EXERCISE AIM: Nothing but the records, copied exactly and stripped of pictures, should be in the answer.

Dataset entries:
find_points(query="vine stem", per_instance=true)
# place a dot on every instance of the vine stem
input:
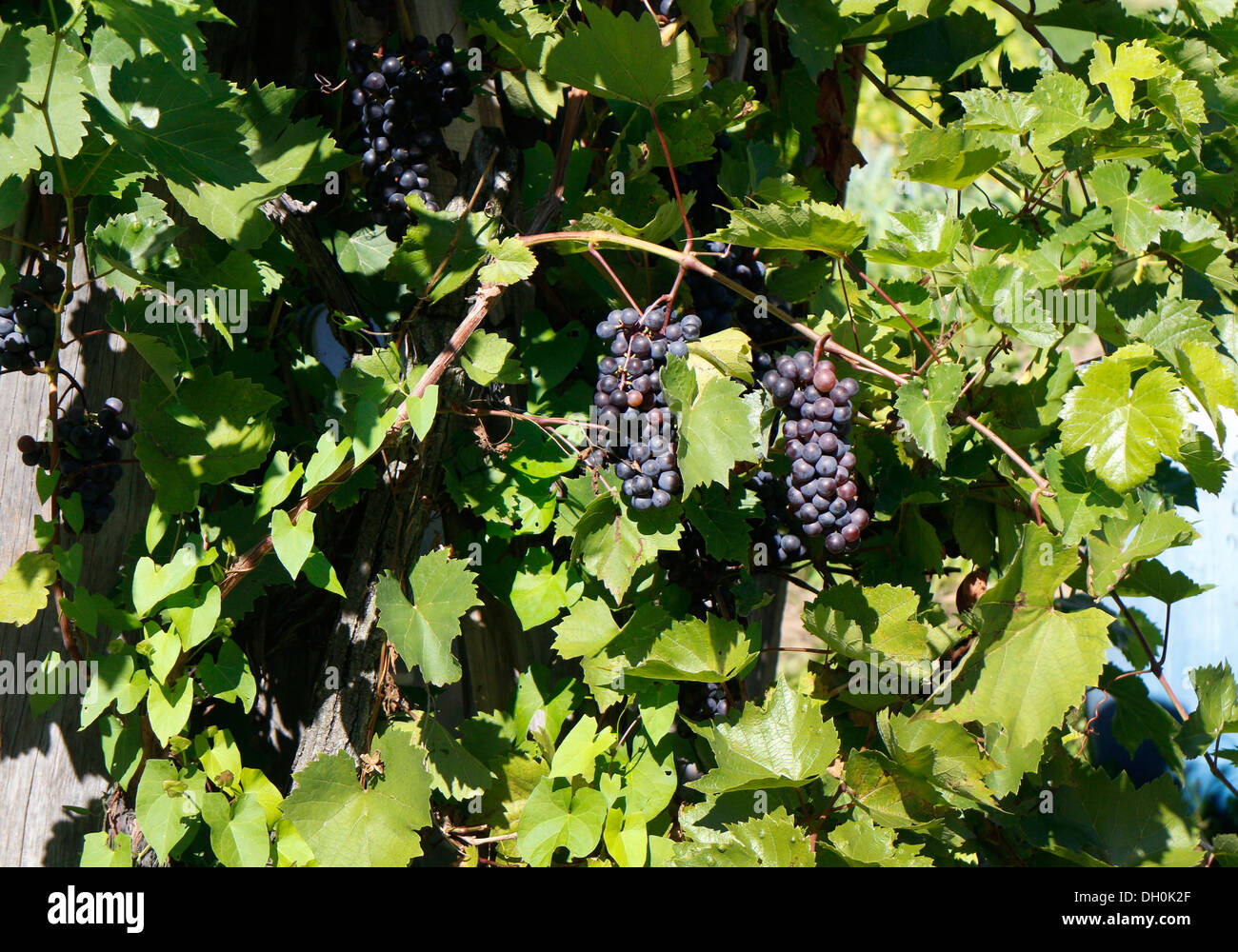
(1030, 28)
(689, 262)
(1152, 662)
(898, 309)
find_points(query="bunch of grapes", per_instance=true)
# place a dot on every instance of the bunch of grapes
(821, 489)
(630, 404)
(404, 106)
(28, 326)
(90, 458)
(705, 702)
(772, 531)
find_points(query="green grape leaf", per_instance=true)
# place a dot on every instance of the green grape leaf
(620, 57)
(771, 840)
(210, 429)
(1126, 541)
(186, 129)
(859, 843)
(1125, 429)
(28, 74)
(292, 541)
(238, 831)
(1154, 580)
(422, 631)
(1118, 72)
(230, 677)
(870, 625)
(95, 852)
(710, 650)
(783, 743)
(1035, 659)
(998, 110)
(1064, 107)
(718, 427)
(510, 262)
(804, 227)
(1108, 820)
(920, 239)
(925, 416)
(1137, 215)
(951, 157)
(557, 816)
(587, 629)
(24, 588)
(1217, 696)
(577, 751)
(613, 541)
(440, 252)
(284, 152)
(165, 811)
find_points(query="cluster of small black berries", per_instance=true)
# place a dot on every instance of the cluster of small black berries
(90, 458)
(774, 530)
(631, 419)
(404, 106)
(28, 325)
(704, 702)
(821, 488)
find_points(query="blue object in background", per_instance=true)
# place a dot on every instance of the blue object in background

RESPONSE FOR THIS EXERCISE:
find_points(query="vine stem", per_instance=true)
# place a dot on every instance of the vine stem
input:
(1030, 28)
(689, 262)
(1152, 662)
(898, 309)
find_points(query="bunch of grapes", per_instance=true)
# place a dot on every instance of the bunch of grapes
(821, 489)
(630, 404)
(404, 106)
(28, 326)
(90, 458)
(705, 702)
(772, 531)
find_points(query="green grape leaf", per_instance=true)
# place a dot on every instance of the green grape leaf
(620, 57)
(771, 840)
(210, 429)
(1126, 541)
(186, 129)
(859, 843)
(1125, 429)
(28, 74)
(292, 541)
(238, 831)
(1154, 580)
(422, 631)
(1118, 72)
(230, 677)
(870, 625)
(95, 852)
(710, 650)
(783, 743)
(1035, 659)
(998, 110)
(1064, 107)
(718, 427)
(510, 262)
(804, 227)
(1108, 820)
(920, 239)
(925, 416)
(1137, 215)
(951, 157)
(557, 816)
(587, 629)
(24, 588)
(1217, 696)
(577, 751)
(613, 541)
(440, 252)
(284, 152)
(165, 811)
find_points(query="cluster of small black berries", per_instance=true)
# place a dot on every instance of the cluster of small black berries
(90, 458)
(774, 530)
(631, 419)
(404, 106)
(28, 325)
(704, 702)
(821, 488)
find_points(query="blue object in background", per_instance=true)
# place a dot on every instance of the blue object in background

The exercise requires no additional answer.